# Aim A
Reproduce the stretch from "Before we get" through "to keep going." in the post on coping with the loss of a child, word for word.
# Aim B
Carry on the post about coping with the loss of a child, picking up after its final sentence.

# Selected extract

Part 3: Coping with the Loss of A Child

Before we get started with coping, I have two previous posts that you may want to read.  I certainly welcome and appreciate any feed back you want to leave.  If you are experiencing this, you know there are no answers that work for everyone (or anyone) so we just have to keep going.

Part 1: What Not to Say to Grieving Parents

Part 2: What You Can Do (or NOT do) for a Parent Who Has Lost Their Child

Dealing with the loss of a child is so incredibly difficult.  I’ve been through many things in my life that were seemingly impossible to get through, yet here I am realizing that nothing compared to the loss of my children.  I don’t know at what point one has gotten through the hardest point, it varies and just when you think you’ve gotten through it hits again.  While there are stages, it’s not a timetable and the stages jump around however they choose.  We, as parents who have lost, will go from laughing hysterically to crying uncontrollably at any point in time.  We will get angry, really angry, at you (anyone really) for absolutely no real reason (i.e. you left a cup on the table or your shoe is untied) and there is NO way you will EVER argue sense into your side.  Whether you (the non-parental griever) are right or not it doesn’t matter.  We’ll recognize the silliness of our anger eventually, but while we are pissed is NOT the time to point it out.  Trust me on that one!

# Excerpted records
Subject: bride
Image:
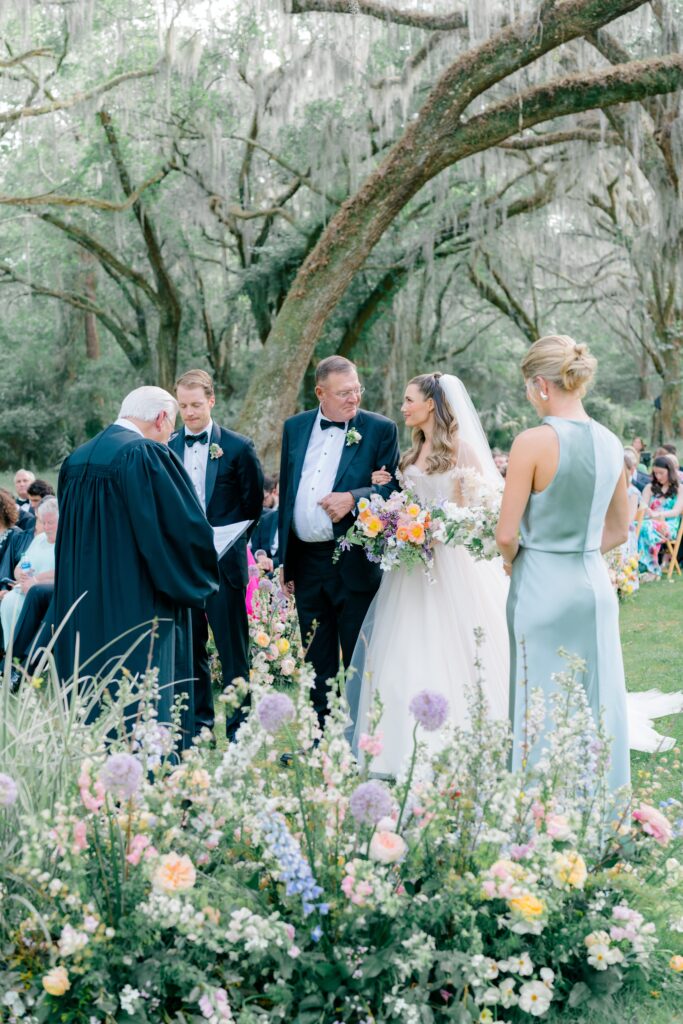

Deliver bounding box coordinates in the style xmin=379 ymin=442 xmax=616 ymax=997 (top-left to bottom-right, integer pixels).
xmin=347 ymin=373 xmax=509 ymax=775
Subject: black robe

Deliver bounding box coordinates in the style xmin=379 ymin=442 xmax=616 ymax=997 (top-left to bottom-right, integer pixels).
xmin=53 ymin=425 xmax=218 ymax=742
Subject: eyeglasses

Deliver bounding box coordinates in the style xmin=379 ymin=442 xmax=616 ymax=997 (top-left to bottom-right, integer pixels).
xmin=332 ymin=387 xmax=366 ymax=399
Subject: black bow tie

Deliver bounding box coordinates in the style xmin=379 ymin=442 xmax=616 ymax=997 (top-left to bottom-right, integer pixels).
xmin=185 ymin=430 xmax=209 ymax=447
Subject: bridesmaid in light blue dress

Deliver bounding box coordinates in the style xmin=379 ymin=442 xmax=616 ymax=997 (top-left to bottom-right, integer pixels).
xmin=497 ymin=336 xmax=630 ymax=791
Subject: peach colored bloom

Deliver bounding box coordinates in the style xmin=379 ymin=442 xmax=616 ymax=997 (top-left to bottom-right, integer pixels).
xmin=370 ymin=831 xmax=408 ymax=864
xmin=633 ymin=804 xmax=673 ymax=846
xmin=43 ymin=967 xmax=71 ymax=995
xmin=152 ymin=851 xmax=197 ymax=893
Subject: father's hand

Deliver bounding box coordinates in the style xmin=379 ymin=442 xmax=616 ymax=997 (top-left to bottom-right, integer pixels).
xmin=318 ymin=490 xmax=355 ymax=522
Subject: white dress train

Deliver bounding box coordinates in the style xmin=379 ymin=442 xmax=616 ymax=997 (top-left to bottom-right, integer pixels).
xmin=347 ymin=466 xmax=509 ymax=775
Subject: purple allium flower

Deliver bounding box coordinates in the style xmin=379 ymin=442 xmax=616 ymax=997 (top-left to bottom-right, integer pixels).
xmin=99 ymin=754 xmax=142 ymax=800
xmin=0 ymin=772 xmax=19 ymax=807
xmin=256 ymin=693 xmax=294 ymax=733
xmin=349 ymin=782 xmax=391 ymax=825
xmin=409 ymin=690 xmax=449 ymax=732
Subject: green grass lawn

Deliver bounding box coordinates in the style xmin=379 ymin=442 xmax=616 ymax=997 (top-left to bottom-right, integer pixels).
xmin=622 ymin=573 xmax=683 ymax=798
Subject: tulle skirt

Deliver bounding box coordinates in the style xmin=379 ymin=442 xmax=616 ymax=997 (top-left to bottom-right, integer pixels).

# Exercise response A
Before we get started with coping, I have two previous posts that you may want to read.  I certainly welcome and appreciate any feed back you want to leave.  If you are experiencing this, you know there are no answers that work for everyone (or anyone) so we just have to keep going.

# Exercise response B
This post is for those of you dealing with the loss of your child.  There are no words of comfort, I know because I’ve been there.  I’m not going to say anything that even attempts to ease your pain.  What I am going to do is share with you some things that helped me.  They didn’t ease the pain, take it away, or anything wonderful.  They helped me to learn to cope.  I’m still learning, so I don’t know what or how to not need ways to cope.  I don’t know if I will ever get to that point.  So, these helped me.  I had to, and still have to, force myself to do things to pull myself up from the depths of depression.

Here’s my Suggestions to Cope

  1. Learn to recognize when you are falling into the depths of depression.  This is the first thing you need to do.  Until you can recognize it, you can’t keep from going down into those depths.
  2. Once you can recognize it, force yourself to change your thoughts. Doesn’t matter how, or how many times it takes, just keep at it. I failed and still fail so many times trying to distract myself. Sometimes, it works and those times are worth it.
  3. Know and understand that coping (healthy coping) is okay. It’s not at all wrong. You are not forgetting your child, you are not disrespecting them, you still love them more than anything in the world.  They wanted and would now want Mommy & Daddy (or whomever they loved) to be happy, so try to push away any feeling of guilt.  You didn’t do it, you couldn’t stop it, and they knew how much you love them.  If they look down from Heaven, they still do.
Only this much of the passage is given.